One final anecdote about the Black Gold Tapestry: the four wind turbines in the last panel were added in the last year of the project, 2017. Seven years earlier, Sawatzky had completed the original drawings for all eight panels in 2010, the same year as the environmentally disastrous Deepwater Horizon oil spill. It goes without saying that the story of the largest oil spill in history – which killed 11 oil workers and countless millions of birds, fish, sea turtles, cetaceans, crustaceans and invertebrates – would find its way into Sawatzky’s 2010 drawings for the final panel of the Black Gold Tapestry. But seven years later, in the afterglow of the recently signed Paris Climate Agreement, which called for increasing global commitment to the renewable energy transition, Sawatzky revisted her original drawings and found enough space to squeeze in four turbines. She also made room for a cameo appearance by Janus, the two-headed Roman god of transitions. 

With these final, last-minute modifications to the eighth panel, the Black Gold Tapestry ends on a cautiously hopeful note. But the big question still remains: what lies ahead in the next chapter of this epic story about humanity’s long and ambivalent relationship to oil?

■ Material provided:
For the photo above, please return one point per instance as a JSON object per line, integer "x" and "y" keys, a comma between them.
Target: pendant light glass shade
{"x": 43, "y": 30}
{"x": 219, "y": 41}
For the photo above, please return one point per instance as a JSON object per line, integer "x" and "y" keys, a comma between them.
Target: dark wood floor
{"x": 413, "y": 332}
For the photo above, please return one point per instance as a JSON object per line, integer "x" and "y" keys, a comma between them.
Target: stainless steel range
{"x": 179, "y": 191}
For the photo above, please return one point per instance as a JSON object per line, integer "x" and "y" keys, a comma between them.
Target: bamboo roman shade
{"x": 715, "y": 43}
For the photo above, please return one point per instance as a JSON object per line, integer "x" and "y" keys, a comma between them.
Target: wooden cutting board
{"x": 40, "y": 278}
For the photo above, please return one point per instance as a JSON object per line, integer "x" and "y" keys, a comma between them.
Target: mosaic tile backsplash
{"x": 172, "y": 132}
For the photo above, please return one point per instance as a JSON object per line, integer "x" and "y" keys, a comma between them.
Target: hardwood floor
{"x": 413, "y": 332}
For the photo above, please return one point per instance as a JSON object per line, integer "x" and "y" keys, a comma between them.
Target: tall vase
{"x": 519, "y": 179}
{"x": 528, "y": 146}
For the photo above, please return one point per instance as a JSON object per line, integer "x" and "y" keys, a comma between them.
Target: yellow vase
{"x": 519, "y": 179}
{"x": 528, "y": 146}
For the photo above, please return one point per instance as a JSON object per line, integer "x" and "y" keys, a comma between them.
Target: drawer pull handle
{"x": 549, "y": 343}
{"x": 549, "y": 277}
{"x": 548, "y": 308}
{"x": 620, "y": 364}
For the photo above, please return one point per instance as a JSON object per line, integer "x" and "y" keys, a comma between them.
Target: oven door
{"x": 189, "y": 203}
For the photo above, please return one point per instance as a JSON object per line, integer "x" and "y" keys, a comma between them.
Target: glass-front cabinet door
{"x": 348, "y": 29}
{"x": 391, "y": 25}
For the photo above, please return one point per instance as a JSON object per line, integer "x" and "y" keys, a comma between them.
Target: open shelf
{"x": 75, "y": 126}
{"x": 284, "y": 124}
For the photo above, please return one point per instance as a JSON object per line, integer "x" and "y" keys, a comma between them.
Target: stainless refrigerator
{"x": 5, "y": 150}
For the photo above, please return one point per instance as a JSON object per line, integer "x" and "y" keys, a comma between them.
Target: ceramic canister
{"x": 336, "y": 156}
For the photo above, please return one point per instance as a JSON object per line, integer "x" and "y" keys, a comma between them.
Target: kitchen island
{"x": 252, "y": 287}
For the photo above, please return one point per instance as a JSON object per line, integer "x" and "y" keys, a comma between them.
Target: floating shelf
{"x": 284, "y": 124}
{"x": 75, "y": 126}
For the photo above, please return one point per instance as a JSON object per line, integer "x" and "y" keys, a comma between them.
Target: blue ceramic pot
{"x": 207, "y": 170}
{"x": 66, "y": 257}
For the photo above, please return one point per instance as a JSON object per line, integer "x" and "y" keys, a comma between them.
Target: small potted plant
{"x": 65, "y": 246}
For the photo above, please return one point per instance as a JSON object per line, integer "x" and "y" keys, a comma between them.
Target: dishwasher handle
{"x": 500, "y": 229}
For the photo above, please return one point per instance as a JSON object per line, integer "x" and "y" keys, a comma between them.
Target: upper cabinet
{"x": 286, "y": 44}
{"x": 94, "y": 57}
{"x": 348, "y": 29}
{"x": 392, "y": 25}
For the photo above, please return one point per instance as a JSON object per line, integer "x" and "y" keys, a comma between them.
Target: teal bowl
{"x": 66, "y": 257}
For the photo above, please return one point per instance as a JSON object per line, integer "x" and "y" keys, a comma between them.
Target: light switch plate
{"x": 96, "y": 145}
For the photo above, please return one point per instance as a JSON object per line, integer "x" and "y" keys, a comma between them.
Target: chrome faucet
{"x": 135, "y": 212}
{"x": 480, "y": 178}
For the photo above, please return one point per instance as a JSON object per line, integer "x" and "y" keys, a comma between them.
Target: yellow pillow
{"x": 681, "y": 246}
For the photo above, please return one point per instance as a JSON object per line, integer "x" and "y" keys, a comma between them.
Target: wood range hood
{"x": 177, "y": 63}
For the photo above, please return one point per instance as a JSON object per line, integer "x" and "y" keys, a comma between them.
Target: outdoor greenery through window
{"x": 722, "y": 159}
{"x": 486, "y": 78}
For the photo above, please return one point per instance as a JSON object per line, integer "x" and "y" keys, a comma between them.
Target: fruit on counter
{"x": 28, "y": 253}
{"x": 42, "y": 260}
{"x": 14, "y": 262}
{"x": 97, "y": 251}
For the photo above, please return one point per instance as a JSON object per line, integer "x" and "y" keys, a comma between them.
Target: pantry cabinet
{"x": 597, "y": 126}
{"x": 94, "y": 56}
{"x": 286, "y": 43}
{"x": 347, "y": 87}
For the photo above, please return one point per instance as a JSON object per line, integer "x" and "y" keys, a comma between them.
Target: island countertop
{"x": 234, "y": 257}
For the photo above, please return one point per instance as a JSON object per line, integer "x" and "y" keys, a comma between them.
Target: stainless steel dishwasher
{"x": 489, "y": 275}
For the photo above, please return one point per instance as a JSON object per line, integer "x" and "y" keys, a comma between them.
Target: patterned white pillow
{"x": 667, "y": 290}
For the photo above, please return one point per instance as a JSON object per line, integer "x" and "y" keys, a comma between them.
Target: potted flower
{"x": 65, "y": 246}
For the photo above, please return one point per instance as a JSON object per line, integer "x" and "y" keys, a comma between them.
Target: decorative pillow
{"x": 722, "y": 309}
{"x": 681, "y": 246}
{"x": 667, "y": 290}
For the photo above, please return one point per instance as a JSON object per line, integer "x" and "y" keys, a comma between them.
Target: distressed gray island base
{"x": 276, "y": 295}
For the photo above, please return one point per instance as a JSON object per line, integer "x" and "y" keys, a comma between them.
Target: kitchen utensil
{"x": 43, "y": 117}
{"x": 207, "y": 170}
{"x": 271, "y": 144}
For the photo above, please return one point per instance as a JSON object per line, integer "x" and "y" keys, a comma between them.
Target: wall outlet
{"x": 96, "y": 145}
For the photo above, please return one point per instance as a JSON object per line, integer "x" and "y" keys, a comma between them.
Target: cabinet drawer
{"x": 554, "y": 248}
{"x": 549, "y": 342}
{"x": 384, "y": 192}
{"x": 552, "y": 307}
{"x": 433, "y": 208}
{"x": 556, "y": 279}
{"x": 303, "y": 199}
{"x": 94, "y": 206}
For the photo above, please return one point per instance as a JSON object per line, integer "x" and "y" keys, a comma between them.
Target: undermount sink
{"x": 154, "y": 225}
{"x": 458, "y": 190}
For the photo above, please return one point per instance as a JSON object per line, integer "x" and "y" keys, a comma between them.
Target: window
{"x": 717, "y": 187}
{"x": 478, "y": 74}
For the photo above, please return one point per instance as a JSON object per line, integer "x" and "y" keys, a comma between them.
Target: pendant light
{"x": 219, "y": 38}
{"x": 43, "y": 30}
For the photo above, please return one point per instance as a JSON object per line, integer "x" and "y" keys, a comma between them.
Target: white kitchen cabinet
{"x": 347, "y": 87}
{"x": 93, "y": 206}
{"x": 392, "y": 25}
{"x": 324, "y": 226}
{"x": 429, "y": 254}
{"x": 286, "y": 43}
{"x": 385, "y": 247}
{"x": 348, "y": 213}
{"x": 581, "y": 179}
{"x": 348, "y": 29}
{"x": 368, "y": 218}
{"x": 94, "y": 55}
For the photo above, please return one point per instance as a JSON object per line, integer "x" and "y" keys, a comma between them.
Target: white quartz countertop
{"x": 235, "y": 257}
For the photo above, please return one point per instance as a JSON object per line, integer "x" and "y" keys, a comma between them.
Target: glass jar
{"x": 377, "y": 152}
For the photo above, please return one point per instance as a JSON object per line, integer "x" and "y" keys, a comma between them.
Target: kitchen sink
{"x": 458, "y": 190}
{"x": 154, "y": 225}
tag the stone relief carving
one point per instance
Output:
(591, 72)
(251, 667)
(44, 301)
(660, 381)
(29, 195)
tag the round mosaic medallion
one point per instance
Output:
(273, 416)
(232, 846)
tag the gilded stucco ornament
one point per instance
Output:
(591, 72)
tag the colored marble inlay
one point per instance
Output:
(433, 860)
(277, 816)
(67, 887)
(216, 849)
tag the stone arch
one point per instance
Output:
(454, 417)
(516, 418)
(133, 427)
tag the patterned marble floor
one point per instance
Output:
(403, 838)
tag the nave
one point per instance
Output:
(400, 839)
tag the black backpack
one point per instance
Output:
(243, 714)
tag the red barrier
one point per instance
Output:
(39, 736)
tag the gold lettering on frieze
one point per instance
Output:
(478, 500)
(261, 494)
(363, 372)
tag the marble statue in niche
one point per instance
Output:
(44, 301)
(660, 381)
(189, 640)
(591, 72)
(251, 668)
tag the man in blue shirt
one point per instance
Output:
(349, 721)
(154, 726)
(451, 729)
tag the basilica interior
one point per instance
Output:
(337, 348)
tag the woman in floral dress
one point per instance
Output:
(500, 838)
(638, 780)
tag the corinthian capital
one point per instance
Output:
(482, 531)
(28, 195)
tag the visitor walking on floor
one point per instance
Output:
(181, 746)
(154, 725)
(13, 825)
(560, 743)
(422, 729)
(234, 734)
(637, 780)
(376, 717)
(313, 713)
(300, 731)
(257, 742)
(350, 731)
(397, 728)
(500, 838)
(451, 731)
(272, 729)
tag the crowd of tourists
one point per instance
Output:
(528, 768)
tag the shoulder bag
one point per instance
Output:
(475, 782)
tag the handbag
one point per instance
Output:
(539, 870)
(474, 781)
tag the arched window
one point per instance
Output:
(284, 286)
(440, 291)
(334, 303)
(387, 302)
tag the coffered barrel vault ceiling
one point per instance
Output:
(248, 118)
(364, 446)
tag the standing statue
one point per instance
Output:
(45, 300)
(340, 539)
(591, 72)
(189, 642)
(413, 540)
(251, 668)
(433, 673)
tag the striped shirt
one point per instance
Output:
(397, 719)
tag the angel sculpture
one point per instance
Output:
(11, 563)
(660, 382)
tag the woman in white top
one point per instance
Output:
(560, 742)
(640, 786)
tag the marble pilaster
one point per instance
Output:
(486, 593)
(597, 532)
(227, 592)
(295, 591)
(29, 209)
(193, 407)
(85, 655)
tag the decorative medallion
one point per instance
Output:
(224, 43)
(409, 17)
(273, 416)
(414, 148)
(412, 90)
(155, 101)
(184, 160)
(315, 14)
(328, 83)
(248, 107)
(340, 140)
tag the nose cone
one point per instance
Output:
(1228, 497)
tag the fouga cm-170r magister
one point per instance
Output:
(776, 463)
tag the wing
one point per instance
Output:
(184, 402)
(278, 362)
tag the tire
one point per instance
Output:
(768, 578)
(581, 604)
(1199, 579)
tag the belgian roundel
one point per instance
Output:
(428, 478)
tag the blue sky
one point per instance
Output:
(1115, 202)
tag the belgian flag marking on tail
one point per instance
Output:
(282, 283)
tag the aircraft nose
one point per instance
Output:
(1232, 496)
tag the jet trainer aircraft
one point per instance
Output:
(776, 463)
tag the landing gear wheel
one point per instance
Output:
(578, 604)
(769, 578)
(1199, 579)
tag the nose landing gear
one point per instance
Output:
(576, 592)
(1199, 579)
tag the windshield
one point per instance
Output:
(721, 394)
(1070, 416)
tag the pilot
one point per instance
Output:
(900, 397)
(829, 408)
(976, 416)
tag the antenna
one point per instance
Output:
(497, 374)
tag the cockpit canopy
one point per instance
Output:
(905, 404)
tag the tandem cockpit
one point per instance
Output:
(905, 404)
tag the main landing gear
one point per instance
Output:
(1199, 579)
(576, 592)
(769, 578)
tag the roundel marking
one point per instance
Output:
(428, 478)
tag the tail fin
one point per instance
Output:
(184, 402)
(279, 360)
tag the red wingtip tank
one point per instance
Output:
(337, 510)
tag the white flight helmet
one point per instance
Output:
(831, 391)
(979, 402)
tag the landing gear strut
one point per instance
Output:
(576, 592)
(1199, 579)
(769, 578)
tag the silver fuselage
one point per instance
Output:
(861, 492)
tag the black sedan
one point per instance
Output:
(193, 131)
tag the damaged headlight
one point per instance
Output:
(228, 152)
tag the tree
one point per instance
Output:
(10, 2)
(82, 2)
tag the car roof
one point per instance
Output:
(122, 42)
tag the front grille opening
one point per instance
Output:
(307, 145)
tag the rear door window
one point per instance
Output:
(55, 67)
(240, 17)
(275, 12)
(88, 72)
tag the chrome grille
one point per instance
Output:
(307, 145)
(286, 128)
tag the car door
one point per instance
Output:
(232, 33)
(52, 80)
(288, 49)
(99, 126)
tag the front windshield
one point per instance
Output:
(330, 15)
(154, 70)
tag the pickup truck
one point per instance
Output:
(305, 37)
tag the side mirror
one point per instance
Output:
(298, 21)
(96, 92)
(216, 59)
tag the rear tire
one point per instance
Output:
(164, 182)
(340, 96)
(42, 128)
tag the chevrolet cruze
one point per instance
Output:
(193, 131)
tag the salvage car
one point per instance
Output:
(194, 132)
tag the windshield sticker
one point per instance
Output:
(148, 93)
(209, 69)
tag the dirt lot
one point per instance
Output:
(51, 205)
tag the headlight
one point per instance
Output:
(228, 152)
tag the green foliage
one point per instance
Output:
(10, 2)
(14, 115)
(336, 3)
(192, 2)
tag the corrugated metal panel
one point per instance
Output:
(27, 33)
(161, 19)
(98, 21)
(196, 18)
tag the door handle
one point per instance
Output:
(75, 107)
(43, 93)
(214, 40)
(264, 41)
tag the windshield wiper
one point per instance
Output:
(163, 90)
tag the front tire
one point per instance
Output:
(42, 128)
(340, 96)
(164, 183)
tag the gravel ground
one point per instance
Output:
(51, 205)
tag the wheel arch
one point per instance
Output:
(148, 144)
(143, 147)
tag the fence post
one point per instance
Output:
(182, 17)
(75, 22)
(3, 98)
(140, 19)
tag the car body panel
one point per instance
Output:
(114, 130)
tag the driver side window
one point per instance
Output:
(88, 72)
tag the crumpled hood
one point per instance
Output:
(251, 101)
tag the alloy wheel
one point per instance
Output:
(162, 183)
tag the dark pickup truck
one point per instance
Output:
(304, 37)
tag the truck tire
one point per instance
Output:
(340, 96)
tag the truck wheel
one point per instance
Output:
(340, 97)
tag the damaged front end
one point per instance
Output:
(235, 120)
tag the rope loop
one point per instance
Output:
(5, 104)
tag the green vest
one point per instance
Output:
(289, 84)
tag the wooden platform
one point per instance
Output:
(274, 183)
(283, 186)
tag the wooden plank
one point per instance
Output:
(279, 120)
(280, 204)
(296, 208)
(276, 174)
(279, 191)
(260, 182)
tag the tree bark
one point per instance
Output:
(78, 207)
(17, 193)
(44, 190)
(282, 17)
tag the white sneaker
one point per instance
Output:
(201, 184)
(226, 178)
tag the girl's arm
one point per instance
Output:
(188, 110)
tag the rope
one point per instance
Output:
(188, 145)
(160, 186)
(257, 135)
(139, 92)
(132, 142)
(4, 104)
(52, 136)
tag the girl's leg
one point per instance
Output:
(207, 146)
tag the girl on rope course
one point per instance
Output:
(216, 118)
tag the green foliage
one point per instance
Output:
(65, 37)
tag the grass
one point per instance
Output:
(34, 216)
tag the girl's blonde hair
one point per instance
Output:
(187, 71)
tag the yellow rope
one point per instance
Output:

■ Activities:
1 – In the Black Gold Tapestry passage, why did Sawatzky add four wind turbines to the final panel in 2017? Answer in one to three sentences.
2 – Carry the Black Gold Tapestry passage further, starting after its final question.

■ Results of the tasks:
1 – The recently signed Paris Climate Agreement had called for greater global commitment to the renewable energy transition. In its afterglow, Sawatzky revisited her original 2010 drawings and found enough space to squeeze in four turbines.

2 –
POSTSCRIPT 

Sawatzky pays homage to the 11 oil workers who lost their lives during the Deepwater Horizon explosion. In the three images below, you can see the outlines of their bodies (along with several marine animals) in the lower margin of the final panel of the Black Gold Tapestry. These stacked images below should be read from top to bottom, left to right. It is worth noting that the Bayeux Tapestry’s final panel also included outlines of dead and dying soldiers (divested of their armor) as the wages of war during the bloody Battle of Hastings.

ADDENDUM

The Bayeux Tapestry has been listed as a UNESCO “Memory of the World”, a relatively new program that protects documents of great historical significance. In addition to scientific and historical documents, this collection includes several influential works of art such as Ludwig van Beethoven’s Symphony no 9, d minor, op. 125. It is clearly too early to begin speculating, but I’m willing to go out on a limb here and suggest that decades from now, perhaps generations, the Black Gold Tapestry will join such good company.

(All images reprinted with permission from the Black Gold Tapestry project.)

This article is part of the Renewable Energy series.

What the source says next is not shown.